>> begin

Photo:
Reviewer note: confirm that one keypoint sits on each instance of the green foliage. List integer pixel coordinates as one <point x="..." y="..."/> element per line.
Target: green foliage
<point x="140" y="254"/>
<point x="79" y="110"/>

>> end
>> begin

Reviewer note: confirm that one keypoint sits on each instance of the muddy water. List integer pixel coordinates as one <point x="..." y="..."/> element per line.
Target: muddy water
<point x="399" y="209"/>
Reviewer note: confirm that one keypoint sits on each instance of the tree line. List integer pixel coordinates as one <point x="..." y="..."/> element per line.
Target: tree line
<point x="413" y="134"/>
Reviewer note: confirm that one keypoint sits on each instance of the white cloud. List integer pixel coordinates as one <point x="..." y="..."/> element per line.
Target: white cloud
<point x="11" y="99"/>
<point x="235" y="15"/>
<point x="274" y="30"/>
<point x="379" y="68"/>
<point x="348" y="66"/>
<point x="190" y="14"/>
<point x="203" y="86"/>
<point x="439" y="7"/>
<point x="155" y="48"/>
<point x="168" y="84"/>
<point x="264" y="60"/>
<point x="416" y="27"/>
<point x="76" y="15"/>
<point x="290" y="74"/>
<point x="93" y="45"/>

>> end

Find every line in the records above that contains the word "foliage", with matching case, and copy each of those lines.

__Worked solution__
Reviewer note: confirm that one keypoint sits on each instance of the green foliage. List integer pixel coordinates as one <point x="..." y="..."/> element per line.
Target: green foliage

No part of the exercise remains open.